# [GIVEN TEXT]
####

# How many green bean plants needed?



## forfreedom

We love green beans, chickens do too (steamed). 
I planted 4 rows, 20' long and had somewhat dismal results.

How many plants do I need to have LOTS of green beans, and have some saved for the next year planting. I like bush beans because they don't need support.


----------



## Harry Chickpea

The first planting for this year was three 80' rows of blue lake bush, planted a foot apart with rows three feet apart to accomodate the tiller. The first harvest is about 2 file boxes full. The plants are still flowering and have immature beans, so I expect at least another file box full. I have another two rows that I planted a little later, so there will be more.


----------



## Yellow Creek

Michigan State U. estimates a family of four for fresh use will need 2 oz of seed planted in an 85 ft row to produce 50 lbs of snap beans.


----------



## 7thswan

I figure we need 2 pints per week canned. I don't know how many plants, but I plant the seeds about 2" apart. Usally 2 40' rows and 1 16' row of pole beans.

####

# [SUPPLIED INFORMATION]
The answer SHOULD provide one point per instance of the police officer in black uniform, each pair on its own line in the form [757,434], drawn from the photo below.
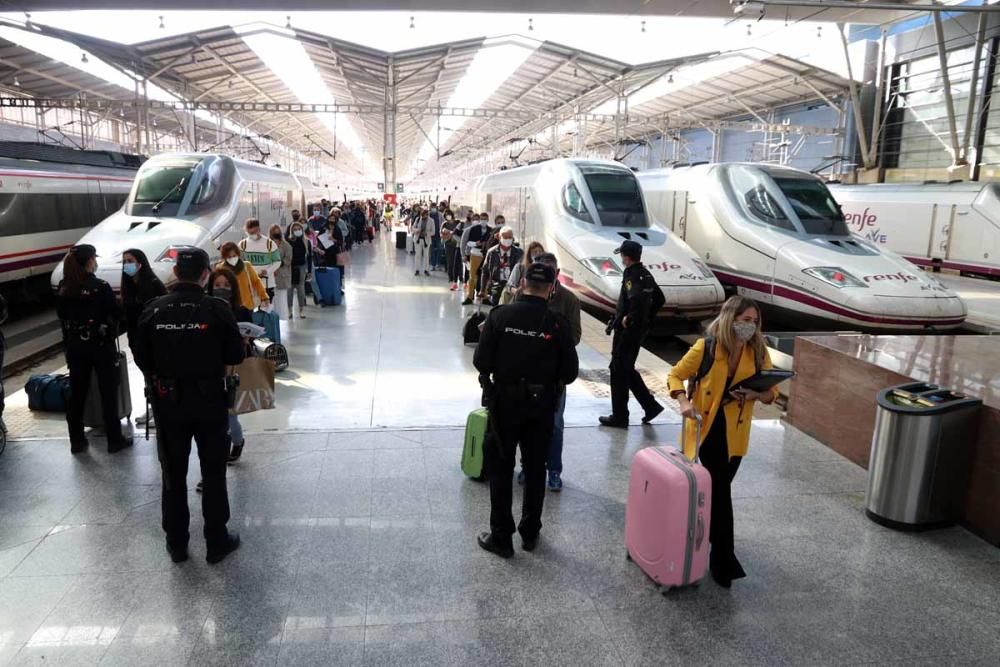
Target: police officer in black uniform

####

# [GIVEN REQUEST 1]
Please repeat word for word the part of the green bean thread that begins at the words "I figure we" and stops after "of pole beans.".
# [GIVEN REQUEST 2]
Write what comes next in the thread about how many green bean plants to grow, picking up after its final post.

# [OUTPUT 1]
I figure we need 2 pints per week canned. I don't know how many plants, but I plant the seeds about 2" apart. Usally 2 40' rows and 1 16' row of pole beans.

# [OUTPUT 2]
----------



## jwal10

I plant 2 16' rows, 1 tendergreen and 1 yellow wax. We can and freeze them together. We eat some every other day. We have had 2 pickings, froze 10 pints and the next one will be the biggest for canning 20 pints. We usually have beans into late august, then a second smaller planting will come on for fresh eating, planted mid july where I take out the cabbage. Cabbage heads are huge right now and 1 is splitting, will have to make saurkraut. I also planted 2 4' rows of beans where I removed the 2 earliest pea plantings, they are just starting to bloom....James


----------



## Paquebot

One bean plant will generally return 120:1. That is, 120 beans per 1 planted. Green beans generally average 6 beans per pod so you'd get 20 pods per plant. Since the overall size and thickness of the pods vary, I'd say that each plant should produce about a half pint of snap beans. Of course, that would be at optimum planting distance and optimum soil fertility. Factors affecting the latter would make for a much smaller harvest.

Martin


----------



## Phoebesmum

Paquebot said:


> One bean plant will generally return 120:1. That is, 120 beans per 1 planted. Green beans generally average 6 beans per pod so you'd get 20 pods per plant. Since the overall size and thickness of the pods vary, I'd say that each plant should produce about a half pint of snap beans. Of course, that would be at optimum planting distance and optimum soil fertility. Factors affecting the latter would make for a much smaller harvest.
> 
> Martin


Martin, I am continually amazed at your wealth of knowledge!! I hope someday I can have even a fraction of your smarts in my head!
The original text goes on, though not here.